BEGIN

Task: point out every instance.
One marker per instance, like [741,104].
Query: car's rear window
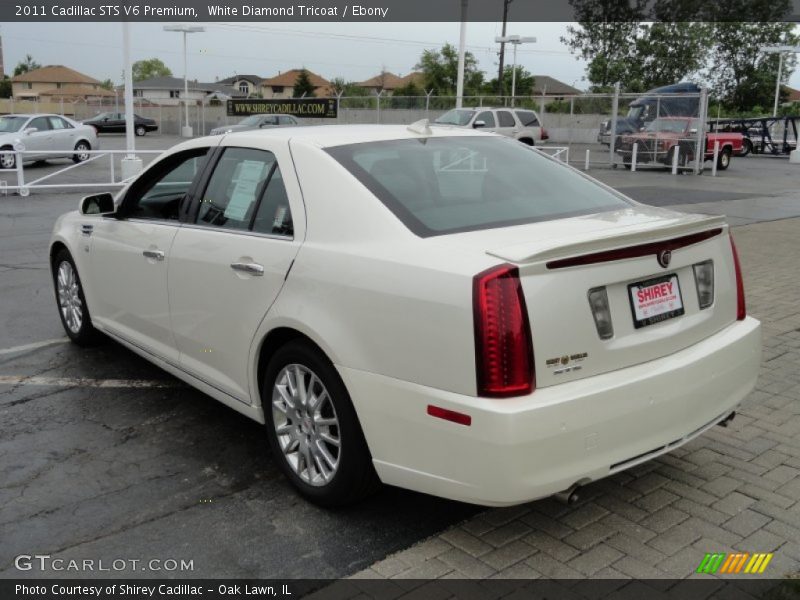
[452,184]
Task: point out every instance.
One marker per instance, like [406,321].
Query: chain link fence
[636,131]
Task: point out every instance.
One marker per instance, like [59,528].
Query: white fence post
[716,156]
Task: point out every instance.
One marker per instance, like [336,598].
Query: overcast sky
[355,51]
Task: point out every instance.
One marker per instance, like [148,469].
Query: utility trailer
[762,135]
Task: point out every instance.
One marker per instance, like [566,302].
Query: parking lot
[104,455]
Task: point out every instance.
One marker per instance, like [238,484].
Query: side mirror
[97,204]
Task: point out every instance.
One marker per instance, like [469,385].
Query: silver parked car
[258,122]
[34,133]
[521,124]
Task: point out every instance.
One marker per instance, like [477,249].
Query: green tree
[408,90]
[668,52]
[5,87]
[440,71]
[523,86]
[740,74]
[605,37]
[149,68]
[28,64]
[303,88]
[338,85]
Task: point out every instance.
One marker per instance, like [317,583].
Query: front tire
[82,149]
[71,302]
[724,159]
[313,429]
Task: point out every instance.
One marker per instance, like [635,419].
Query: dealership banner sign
[309,108]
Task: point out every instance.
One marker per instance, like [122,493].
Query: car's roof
[325,136]
[31,115]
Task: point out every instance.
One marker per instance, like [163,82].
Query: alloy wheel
[69,299]
[306,425]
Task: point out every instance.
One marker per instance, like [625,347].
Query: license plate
[655,300]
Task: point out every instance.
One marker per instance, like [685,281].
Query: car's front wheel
[313,429]
[71,302]
[724,159]
[82,149]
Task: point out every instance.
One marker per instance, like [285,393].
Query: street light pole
[779,50]
[186,130]
[462,43]
[130,164]
[515,40]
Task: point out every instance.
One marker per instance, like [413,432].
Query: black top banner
[397,10]
[310,108]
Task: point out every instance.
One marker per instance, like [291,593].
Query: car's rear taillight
[741,309]
[503,347]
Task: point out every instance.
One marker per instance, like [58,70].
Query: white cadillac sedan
[442,310]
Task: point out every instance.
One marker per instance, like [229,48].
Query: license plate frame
[646,320]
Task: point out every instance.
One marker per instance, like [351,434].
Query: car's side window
[528,118]
[506,118]
[41,124]
[273,215]
[487,117]
[159,193]
[234,189]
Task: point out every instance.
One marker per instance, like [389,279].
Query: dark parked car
[115,123]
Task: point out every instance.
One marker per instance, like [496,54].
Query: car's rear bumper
[520,449]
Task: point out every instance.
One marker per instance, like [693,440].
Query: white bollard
[675,160]
[716,156]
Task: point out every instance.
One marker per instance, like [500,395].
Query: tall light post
[514,40]
[462,46]
[780,51]
[186,130]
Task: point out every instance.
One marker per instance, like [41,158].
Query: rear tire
[313,429]
[71,302]
[724,159]
[81,149]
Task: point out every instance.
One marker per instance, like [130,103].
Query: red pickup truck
[658,141]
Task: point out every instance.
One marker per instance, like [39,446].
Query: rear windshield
[453,184]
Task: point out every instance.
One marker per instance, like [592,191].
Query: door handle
[249,268]
[154,254]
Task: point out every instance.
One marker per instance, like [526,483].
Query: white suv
[518,123]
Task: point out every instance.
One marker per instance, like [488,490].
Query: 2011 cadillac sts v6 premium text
[442,310]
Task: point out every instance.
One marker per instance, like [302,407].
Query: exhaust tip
[569,496]
[728,419]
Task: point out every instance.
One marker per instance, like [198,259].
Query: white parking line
[85,382]
[33,346]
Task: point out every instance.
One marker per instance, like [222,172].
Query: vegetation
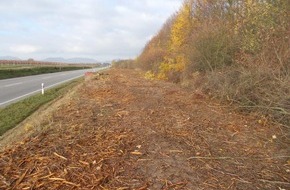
[17,112]
[233,50]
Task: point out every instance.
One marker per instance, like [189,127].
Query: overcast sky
[99,29]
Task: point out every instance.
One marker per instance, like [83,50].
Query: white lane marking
[46,77]
[14,84]
[3,103]
[19,97]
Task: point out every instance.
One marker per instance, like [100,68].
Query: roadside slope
[120,131]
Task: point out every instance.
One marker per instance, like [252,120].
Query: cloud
[89,28]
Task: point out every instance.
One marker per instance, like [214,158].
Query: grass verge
[17,112]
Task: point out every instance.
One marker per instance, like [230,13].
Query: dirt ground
[121,131]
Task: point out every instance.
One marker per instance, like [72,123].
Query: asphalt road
[15,89]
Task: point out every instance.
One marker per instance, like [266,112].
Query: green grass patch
[15,113]
[21,72]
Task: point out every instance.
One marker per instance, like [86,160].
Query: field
[120,131]
[11,69]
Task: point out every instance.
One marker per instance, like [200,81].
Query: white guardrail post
[42,88]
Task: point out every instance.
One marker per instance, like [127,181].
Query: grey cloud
[93,28]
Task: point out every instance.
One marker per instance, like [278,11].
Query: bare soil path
[121,131]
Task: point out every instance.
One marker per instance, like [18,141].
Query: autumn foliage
[233,50]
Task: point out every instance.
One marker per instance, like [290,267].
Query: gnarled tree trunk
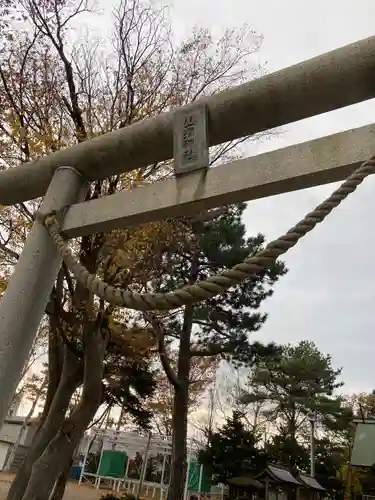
[71,378]
[57,455]
[180,412]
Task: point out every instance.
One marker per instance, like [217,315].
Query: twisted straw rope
[216,284]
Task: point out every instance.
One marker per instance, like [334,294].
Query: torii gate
[339,78]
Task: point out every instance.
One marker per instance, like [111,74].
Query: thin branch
[164,359]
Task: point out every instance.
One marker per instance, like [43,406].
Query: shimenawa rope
[216,284]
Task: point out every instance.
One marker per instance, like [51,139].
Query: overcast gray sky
[328,295]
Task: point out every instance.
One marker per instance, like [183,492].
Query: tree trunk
[180,412]
[24,426]
[71,379]
[57,455]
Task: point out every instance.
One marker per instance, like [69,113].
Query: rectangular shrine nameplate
[190,139]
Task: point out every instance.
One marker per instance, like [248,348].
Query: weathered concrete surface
[304,165]
[339,78]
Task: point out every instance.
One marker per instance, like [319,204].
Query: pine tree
[300,381]
[232,450]
[216,327]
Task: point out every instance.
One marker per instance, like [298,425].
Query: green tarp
[112,464]
[194,476]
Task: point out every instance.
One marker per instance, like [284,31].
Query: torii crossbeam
[339,78]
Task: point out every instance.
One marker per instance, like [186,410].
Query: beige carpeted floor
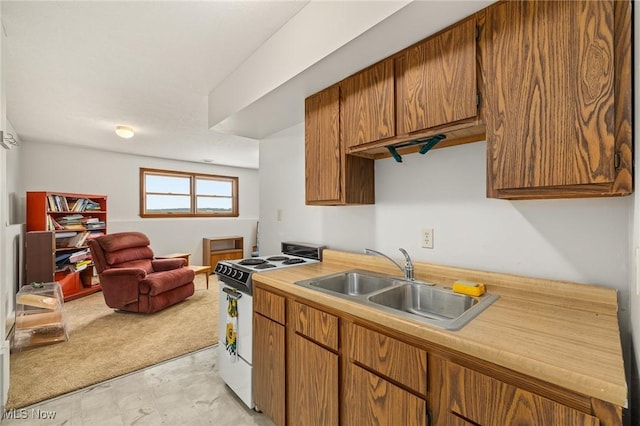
[104,344]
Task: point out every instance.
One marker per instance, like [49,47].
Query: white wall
[47,167]
[634,276]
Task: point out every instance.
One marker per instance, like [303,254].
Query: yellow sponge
[468,287]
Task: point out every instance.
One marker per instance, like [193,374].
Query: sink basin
[415,300]
[429,302]
[353,283]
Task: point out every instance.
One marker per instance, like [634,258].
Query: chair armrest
[160,282]
[120,285]
[167,264]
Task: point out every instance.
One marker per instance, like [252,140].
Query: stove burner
[250,262]
[264,266]
[277,258]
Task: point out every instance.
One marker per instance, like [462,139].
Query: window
[164,193]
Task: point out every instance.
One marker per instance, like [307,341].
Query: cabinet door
[313,384]
[367,111]
[487,401]
[372,400]
[323,153]
[40,264]
[269,368]
[436,80]
[551,118]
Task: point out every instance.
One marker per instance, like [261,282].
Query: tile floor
[184,391]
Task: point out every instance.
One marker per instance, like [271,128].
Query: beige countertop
[560,332]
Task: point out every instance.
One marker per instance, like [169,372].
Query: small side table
[175,255]
[201,270]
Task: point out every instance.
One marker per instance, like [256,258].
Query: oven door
[245,320]
[237,373]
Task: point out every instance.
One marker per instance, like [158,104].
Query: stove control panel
[233,276]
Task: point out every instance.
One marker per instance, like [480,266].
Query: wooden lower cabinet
[319,367]
[313,389]
[269,368]
[371,400]
[484,400]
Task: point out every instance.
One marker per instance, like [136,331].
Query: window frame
[192,194]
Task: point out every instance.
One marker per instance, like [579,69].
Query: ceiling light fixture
[124,132]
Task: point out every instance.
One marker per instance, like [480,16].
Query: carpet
[104,344]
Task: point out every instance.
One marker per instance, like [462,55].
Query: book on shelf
[53,224]
[79,255]
[66,234]
[81,266]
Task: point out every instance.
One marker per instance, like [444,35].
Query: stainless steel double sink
[418,300]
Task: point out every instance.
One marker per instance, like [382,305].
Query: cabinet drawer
[392,358]
[487,401]
[316,325]
[268,304]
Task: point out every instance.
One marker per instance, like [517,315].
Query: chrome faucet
[408,264]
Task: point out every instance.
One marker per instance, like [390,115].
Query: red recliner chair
[132,280]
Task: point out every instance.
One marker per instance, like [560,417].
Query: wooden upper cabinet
[332,176]
[367,111]
[558,99]
[323,152]
[437,80]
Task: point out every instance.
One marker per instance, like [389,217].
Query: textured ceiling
[74,70]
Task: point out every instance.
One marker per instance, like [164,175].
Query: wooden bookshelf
[58,227]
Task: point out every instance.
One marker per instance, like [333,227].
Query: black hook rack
[427,144]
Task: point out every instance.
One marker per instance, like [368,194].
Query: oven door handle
[232,292]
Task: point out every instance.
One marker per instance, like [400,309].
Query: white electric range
[236,283]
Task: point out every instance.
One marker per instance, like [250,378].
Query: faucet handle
[408,265]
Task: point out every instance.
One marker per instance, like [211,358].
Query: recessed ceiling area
[196,80]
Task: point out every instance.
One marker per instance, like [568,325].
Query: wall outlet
[427,238]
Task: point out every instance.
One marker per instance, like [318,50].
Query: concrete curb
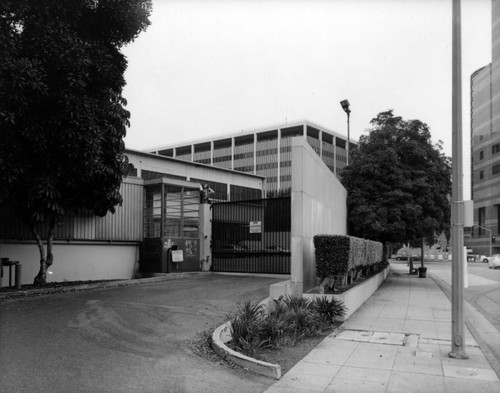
[481,329]
[222,335]
[14,295]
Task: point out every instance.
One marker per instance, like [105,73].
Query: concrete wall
[318,207]
[74,261]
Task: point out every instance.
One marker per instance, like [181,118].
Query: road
[127,339]
[483,291]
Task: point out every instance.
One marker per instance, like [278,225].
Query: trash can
[422,272]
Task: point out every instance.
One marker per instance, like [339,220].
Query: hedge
[338,254]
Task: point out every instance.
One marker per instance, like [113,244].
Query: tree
[62,115]
[398,183]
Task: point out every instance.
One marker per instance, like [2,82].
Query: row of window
[495,149]
[495,170]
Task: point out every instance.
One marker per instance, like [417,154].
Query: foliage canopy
[62,115]
[398,183]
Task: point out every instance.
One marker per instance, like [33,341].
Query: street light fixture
[345,107]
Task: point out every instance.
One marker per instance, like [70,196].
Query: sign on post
[177,256]
[255,226]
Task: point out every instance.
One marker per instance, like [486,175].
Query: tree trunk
[422,253]
[46,259]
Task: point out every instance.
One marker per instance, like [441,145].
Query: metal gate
[252,236]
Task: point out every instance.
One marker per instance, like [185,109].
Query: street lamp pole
[457,205]
[345,107]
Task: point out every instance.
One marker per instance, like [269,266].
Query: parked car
[494,261]
[483,258]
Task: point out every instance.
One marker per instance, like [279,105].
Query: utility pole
[457,204]
[346,107]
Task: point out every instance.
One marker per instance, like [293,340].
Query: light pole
[345,107]
[486,229]
[457,203]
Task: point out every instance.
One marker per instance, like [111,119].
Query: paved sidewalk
[398,341]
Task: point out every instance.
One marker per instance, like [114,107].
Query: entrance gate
[252,236]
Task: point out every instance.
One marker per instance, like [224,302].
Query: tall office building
[485,146]
[265,152]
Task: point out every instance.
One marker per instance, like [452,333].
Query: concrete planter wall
[352,298]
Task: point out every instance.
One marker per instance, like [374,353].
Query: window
[498,218]
[481,218]
[495,170]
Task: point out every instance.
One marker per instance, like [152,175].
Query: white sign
[255,226]
[177,256]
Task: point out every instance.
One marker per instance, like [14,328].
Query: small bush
[329,309]
[291,320]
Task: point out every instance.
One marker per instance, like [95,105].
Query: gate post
[205,236]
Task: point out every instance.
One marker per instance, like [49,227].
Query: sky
[207,68]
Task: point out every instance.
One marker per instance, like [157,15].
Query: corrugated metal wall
[124,225]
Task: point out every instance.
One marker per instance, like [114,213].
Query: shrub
[290,320]
[246,328]
[332,255]
[329,309]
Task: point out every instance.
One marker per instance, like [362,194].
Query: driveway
[126,339]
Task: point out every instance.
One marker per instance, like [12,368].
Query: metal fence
[252,236]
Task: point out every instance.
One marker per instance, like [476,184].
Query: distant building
[265,151]
[485,148]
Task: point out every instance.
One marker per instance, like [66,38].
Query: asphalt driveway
[126,339]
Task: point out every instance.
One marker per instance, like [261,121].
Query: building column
[232,153]
[279,159]
[255,153]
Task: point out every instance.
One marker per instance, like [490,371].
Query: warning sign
[255,226]
[177,256]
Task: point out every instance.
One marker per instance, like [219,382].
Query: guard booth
[171,226]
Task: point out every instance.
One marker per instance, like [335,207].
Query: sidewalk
[398,341]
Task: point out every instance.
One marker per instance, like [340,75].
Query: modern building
[265,151]
[164,210]
[161,200]
[485,149]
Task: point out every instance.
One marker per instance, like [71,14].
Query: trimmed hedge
[338,254]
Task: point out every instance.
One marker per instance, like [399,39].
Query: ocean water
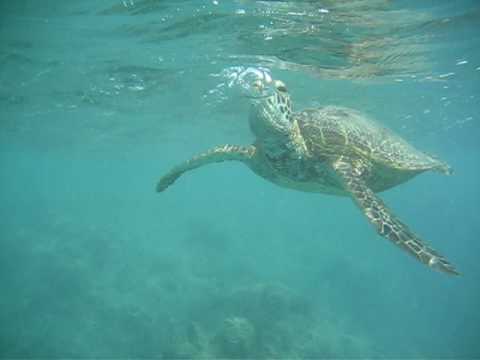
[100,98]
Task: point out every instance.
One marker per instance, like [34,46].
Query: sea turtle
[333,150]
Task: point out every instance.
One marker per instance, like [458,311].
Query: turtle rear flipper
[217,154]
[385,221]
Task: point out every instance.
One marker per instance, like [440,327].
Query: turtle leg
[385,221]
[217,154]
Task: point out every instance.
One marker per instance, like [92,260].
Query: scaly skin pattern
[331,150]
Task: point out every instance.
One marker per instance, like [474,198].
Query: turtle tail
[443,168]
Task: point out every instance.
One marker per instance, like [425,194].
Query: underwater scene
[210,179]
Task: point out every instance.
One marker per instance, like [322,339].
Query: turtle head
[271,112]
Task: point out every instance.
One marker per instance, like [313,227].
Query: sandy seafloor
[99,98]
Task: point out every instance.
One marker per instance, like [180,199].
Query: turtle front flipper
[384,220]
[217,154]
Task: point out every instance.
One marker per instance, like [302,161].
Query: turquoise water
[100,98]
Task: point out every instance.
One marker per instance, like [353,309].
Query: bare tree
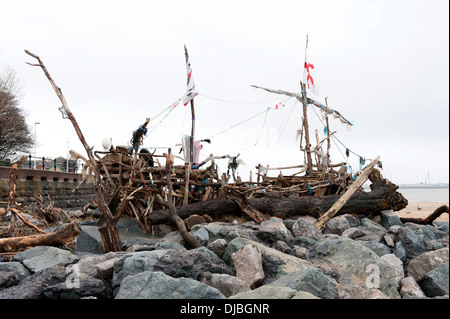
[15,136]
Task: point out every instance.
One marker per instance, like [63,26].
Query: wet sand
[426,208]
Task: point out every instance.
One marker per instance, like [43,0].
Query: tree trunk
[61,237]
[383,196]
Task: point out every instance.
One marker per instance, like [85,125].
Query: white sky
[382,64]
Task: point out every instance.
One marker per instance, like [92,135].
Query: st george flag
[190,92]
[309,75]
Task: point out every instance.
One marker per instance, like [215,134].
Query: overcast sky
[382,64]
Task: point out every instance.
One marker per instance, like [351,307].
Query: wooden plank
[322,221]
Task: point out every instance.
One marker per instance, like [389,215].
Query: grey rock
[378,248]
[271,220]
[408,286]
[421,265]
[166,244]
[267,292]
[89,240]
[84,287]
[399,251]
[337,225]
[413,244]
[283,247]
[366,222]
[389,218]
[215,230]
[305,227]
[228,285]
[389,241]
[353,233]
[157,285]
[8,279]
[442,226]
[371,233]
[305,242]
[352,291]
[432,233]
[304,295]
[395,267]
[436,282]
[47,257]
[248,264]
[88,265]
[312,280]
[356,259]
[191,263]
[33,286]
[431,245]
[301,252]
[134,263]
[274,231]
[289,223]
[275,263]
[16,267]
[377,294]
[218,246]
[105,269]
[202,235]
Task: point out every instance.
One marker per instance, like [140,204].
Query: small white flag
[190,80]
[309,75]
[190,92]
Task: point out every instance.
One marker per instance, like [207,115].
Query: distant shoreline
[423,186]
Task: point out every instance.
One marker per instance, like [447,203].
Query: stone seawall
[65,195]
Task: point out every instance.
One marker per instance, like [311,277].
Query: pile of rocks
[288,259]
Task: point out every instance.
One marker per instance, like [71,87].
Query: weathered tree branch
[59,238]
[99,191]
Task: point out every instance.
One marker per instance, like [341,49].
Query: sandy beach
[423,210]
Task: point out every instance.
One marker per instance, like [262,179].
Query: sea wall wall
[65,189]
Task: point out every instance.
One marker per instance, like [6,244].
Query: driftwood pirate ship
[131,181]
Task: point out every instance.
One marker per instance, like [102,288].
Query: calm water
[425,194]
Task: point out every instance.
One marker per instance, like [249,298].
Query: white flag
[190,92]
[190,79]
[309,75]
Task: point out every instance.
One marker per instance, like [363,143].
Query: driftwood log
[429,220]
[58,238]
[322,222]
[112,233]
[383,196]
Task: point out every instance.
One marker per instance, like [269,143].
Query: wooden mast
[328,136]
[188,165]
[305,124]
[191,143]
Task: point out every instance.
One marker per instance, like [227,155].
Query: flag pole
[328,135]
[305,122]
[191,146]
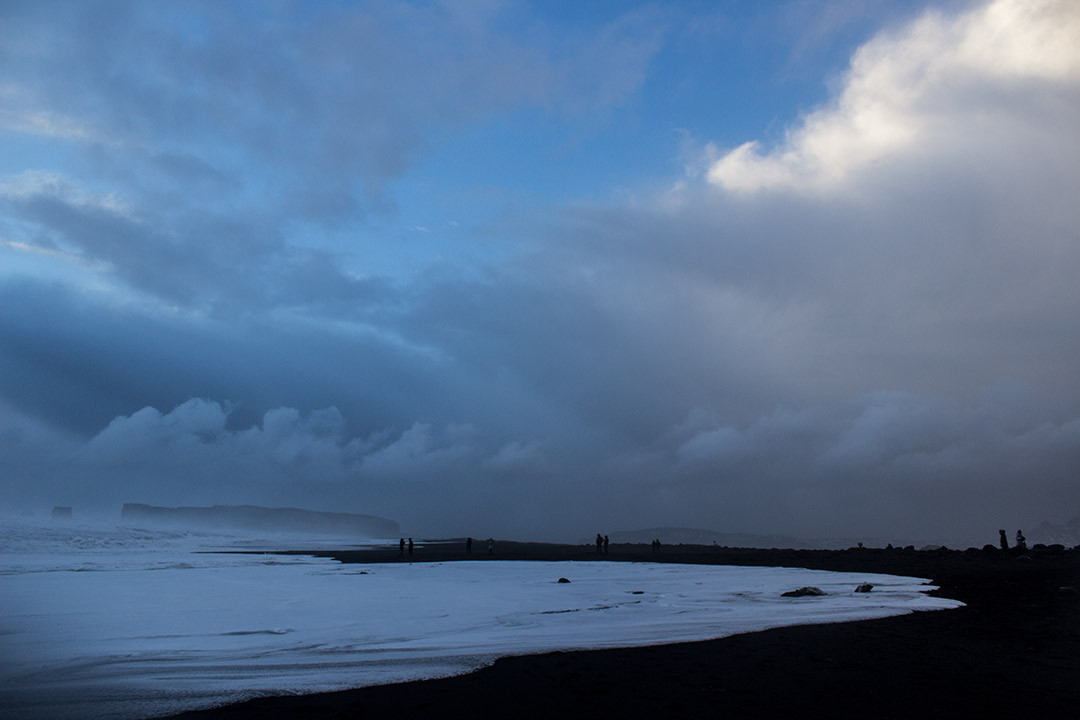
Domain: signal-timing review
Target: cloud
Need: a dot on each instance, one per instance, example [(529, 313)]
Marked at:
[(989, 72)]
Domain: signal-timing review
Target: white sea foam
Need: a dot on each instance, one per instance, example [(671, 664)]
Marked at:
[(127, 623)]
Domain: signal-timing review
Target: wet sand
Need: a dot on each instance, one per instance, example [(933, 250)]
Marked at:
[(1013, 651)]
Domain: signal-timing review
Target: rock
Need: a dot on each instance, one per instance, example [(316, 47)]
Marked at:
[(804, 592)]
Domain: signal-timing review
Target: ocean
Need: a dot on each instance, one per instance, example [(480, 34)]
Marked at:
[(106, 621)]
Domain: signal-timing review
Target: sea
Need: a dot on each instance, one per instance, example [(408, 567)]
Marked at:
[(118, 622)]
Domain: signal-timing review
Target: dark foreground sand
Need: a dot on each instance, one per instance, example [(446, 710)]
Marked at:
[(1014, 652)]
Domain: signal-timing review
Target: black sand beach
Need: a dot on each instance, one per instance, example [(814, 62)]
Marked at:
[(1013, 651)]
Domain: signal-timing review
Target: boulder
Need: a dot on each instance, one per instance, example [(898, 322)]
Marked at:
[(804, 592)]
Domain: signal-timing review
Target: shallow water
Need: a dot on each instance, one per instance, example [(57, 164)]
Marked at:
[(113, 622)]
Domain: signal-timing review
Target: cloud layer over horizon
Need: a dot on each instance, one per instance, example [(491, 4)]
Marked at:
[(386, 258)]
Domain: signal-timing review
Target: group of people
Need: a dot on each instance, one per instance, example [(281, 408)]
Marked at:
[(402, 545), (1021, 541)]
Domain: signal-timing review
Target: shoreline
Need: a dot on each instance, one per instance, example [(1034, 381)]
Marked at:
[(1013, 650)]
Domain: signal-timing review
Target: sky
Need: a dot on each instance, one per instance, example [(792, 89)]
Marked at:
[(538, 270)]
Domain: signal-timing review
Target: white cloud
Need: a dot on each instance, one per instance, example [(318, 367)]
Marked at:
[(917, 89)]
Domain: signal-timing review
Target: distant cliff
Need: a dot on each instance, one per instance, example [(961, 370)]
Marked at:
[(252, 517)]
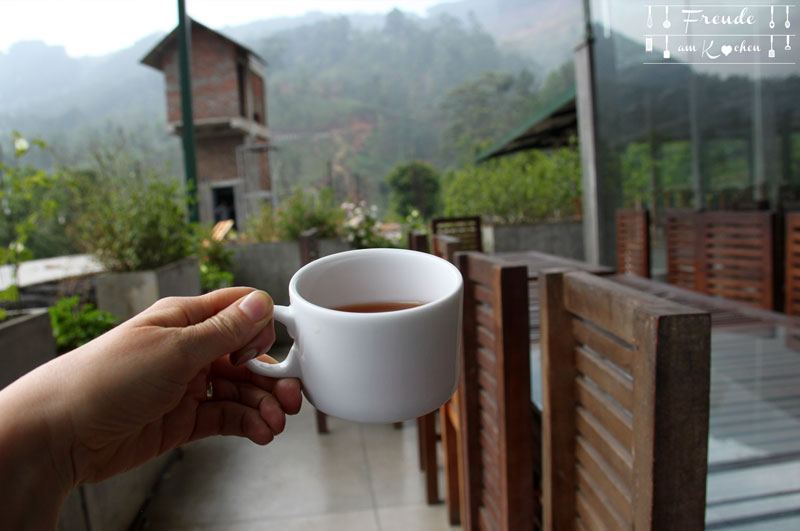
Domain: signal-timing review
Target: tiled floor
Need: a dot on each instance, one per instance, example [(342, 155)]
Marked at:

END

• TASK
Using the data above, print only the lines starting at the one with "One marker per instance, like [311,277]." and ending at the one with "Target: rock", exactly as they stand, minus the pictures.

• OUTPUT
One marker per instance, like [311,277].
Query: pile of rocks
[288,259]
Task: point out every instance.
One marker per instance, like [71,87].
Query: weathered tree branch
[59,238]
[99,191]
Task: point out every instance.
One marker per instance, like [341,49].
Query: sandy beach
[423,210]
Task: point out every instance.
One marker per instance, like [262,179].
Query: sea wall wall
[65,189]
Task: point out every instance.
One marker per instance, like [6,244].
Query: driftwood pirate ship
[131,181]
Task: point out every instance.
One marker per instance, like [102,288].
Query: calm water
[425,194]
Task: point out every instance.
One marker per instance, like [249,298].
Query: white flag
[190,92]
[190,79]
[309,75]
Task: point out every instance.
One marker per instance, like [363,143].
Query: driftwood log
[429,220]
[58,238]
[322,222]
[112,233]
[383,196]
Task: point out every instance.
One marker per instance, like [269,143].
Query: wooden mast
[328,136]
[188,165]
[305,124]
[191,143]
Task: point out every instance.
One marker per instance, like [227,155].
Query: flag pole
[328,135]
[305,122]
[191,146]
Domain: signal-timing review
Target: cloud
Need: a dot on each instance, one per instance, example [(529, 313)]
Marked at:
[(989, 72)]
Domain: signal-timing review
Target: white sea foam
Need: a dot on each instance, one per instance, example [(671, 664)]
Marked at:
[(127, 623)]
Domain: signal-timing review
Target: wet sand
Need: a dot on each instance, one per instance, example [(933, 250)]
Marked at:
[(1013, 651)]
Domain: signal-timing review
Target: rock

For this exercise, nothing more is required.